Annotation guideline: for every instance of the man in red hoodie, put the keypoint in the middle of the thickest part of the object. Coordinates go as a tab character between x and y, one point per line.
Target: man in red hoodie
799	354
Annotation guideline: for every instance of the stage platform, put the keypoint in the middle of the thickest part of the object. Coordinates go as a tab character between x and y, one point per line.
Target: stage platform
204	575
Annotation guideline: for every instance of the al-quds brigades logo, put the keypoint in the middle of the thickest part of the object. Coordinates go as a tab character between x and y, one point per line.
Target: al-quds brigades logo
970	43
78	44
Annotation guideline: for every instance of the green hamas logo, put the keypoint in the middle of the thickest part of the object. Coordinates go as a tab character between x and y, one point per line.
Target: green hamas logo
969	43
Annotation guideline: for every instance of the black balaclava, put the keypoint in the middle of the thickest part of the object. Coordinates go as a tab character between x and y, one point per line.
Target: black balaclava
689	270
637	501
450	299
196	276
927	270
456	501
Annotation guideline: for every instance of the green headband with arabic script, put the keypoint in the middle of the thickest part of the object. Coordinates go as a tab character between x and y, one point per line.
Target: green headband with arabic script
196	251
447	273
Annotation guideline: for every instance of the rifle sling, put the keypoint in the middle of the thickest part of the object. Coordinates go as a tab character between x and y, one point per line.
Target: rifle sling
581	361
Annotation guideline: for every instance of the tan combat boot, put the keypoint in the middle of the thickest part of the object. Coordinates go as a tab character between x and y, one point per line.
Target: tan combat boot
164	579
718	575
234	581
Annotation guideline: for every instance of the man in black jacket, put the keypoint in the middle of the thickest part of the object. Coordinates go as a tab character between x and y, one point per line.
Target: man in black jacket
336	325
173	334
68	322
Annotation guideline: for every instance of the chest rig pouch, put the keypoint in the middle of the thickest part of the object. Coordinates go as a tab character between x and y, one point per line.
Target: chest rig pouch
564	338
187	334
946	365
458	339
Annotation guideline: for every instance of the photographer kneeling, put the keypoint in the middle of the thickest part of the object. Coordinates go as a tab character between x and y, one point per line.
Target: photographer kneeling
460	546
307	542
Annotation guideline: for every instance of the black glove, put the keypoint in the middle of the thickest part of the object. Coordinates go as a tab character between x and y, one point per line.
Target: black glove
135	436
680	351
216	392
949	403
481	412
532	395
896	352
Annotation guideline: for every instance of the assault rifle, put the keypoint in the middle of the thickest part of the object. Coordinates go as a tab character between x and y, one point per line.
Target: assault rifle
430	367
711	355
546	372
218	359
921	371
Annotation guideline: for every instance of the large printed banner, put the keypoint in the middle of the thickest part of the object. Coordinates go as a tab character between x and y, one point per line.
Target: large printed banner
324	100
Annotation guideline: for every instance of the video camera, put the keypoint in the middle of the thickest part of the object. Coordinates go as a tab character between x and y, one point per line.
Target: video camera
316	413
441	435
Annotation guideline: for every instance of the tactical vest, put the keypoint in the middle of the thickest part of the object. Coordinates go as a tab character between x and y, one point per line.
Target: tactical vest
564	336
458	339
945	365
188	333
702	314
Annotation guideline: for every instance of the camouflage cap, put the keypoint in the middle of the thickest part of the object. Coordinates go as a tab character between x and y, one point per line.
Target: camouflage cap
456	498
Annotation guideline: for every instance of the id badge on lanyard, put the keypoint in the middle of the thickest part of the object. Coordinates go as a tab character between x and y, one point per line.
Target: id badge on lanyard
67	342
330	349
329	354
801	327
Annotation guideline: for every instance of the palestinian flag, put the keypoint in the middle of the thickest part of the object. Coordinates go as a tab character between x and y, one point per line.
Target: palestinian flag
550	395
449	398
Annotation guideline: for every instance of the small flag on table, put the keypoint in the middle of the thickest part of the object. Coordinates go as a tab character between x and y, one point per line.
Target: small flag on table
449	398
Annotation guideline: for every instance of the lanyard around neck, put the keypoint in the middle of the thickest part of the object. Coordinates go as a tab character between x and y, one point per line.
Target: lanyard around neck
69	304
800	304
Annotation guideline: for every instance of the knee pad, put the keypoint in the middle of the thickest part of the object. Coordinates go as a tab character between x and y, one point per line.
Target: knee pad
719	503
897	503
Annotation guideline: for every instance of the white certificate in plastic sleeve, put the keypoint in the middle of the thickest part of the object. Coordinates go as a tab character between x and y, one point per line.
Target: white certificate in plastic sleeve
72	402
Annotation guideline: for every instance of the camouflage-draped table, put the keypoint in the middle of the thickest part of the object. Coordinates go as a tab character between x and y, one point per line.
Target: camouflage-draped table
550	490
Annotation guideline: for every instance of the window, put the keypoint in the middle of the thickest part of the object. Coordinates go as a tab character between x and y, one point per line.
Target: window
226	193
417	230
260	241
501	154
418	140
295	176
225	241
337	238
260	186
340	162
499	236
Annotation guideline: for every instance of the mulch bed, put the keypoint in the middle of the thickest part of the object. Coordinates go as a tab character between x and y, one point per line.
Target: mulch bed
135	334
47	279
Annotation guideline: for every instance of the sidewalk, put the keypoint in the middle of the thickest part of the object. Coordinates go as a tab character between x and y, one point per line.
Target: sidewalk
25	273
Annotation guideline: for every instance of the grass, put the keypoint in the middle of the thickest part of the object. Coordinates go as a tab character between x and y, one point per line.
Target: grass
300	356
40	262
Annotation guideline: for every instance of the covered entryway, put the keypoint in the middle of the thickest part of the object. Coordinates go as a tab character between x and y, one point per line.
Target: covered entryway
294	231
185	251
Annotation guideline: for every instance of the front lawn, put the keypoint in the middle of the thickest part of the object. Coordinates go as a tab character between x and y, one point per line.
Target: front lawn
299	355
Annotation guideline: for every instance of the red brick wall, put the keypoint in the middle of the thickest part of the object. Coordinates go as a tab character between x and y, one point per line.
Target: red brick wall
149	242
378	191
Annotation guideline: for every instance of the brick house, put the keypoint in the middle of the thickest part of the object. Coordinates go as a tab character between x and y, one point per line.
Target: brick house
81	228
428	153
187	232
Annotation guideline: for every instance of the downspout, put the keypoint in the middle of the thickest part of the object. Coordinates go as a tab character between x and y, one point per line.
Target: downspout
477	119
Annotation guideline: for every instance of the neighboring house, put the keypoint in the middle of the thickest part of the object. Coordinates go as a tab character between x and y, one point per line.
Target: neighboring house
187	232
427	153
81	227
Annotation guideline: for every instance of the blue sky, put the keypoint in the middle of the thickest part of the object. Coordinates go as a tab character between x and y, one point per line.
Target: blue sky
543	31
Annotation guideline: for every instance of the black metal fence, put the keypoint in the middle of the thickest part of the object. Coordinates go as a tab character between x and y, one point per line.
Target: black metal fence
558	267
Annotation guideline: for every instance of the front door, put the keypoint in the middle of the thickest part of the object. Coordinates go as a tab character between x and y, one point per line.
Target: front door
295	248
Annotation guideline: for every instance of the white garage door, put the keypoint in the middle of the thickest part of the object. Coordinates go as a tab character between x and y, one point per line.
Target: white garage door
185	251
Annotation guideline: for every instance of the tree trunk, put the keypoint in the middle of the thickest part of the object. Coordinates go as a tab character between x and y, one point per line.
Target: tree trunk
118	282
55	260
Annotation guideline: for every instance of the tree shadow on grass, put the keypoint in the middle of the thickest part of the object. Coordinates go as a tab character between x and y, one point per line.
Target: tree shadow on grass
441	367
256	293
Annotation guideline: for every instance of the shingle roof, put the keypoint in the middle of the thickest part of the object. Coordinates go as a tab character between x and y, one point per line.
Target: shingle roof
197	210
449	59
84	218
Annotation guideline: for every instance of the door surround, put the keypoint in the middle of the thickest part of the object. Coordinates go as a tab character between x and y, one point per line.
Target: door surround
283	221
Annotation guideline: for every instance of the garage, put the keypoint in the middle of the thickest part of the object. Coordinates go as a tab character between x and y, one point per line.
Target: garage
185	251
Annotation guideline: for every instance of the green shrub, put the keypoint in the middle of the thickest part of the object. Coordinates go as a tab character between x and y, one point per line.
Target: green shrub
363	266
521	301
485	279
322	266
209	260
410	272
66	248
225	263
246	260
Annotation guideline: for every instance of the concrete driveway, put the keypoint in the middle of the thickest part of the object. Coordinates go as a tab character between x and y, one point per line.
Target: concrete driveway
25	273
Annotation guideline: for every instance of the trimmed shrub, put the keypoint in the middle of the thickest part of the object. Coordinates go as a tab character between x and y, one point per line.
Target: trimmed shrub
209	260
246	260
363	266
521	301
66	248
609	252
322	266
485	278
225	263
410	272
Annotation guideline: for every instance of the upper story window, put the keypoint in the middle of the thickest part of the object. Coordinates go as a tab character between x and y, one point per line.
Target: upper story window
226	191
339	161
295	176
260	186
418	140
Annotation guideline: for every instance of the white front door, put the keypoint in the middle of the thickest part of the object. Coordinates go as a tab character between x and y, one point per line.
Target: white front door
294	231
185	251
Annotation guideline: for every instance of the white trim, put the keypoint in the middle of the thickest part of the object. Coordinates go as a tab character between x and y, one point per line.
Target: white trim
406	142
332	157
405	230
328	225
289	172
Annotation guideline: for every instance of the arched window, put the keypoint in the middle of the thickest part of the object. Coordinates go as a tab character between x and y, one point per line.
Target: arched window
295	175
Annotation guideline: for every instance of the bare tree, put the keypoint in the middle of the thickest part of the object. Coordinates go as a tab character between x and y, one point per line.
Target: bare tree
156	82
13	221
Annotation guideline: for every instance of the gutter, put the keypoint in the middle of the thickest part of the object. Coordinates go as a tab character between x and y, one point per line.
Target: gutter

+-------+

Requirement
Keep only the lines from the one containing "Annotation guideline: for every instance of the white front" to the end of the entries, and repeat them exactly.

Completed task
Annotation guideline: for every instance of the white front door, put the keypoint in the middle of the thickest part of the object. Coordinates go as a tab character between x and y, one point per line.
Target: white front door
294	231
185	251
Annotation guideline: for every instance of the white trim, put the keypoint in the middle of the thickest part of the object. Coordinates go as a tab character between x and y, one point per line.
Target: white trim
406	142
332	157
405	230
328	225
289	172
Annotation guideline: for every instance of the arched window, put the keypoint in the middle of the thickest part of the object. Coordinates go as a tab character between x and y, one point per line.
Target: arched window
295	175
Annotation guideline: for every instance of the bare tree, put the keypoint in the middle of the thickest part of the object. Coordinates go as a tab character between x and y, one point per line.
Target: bare tree
156	82
13	221
Annotation guideline: for every instance of the gutter, put the keypoint in the middle of the thickest part of the object. Coordinates go as a tab character between x and y, one point per line.
Target: gutter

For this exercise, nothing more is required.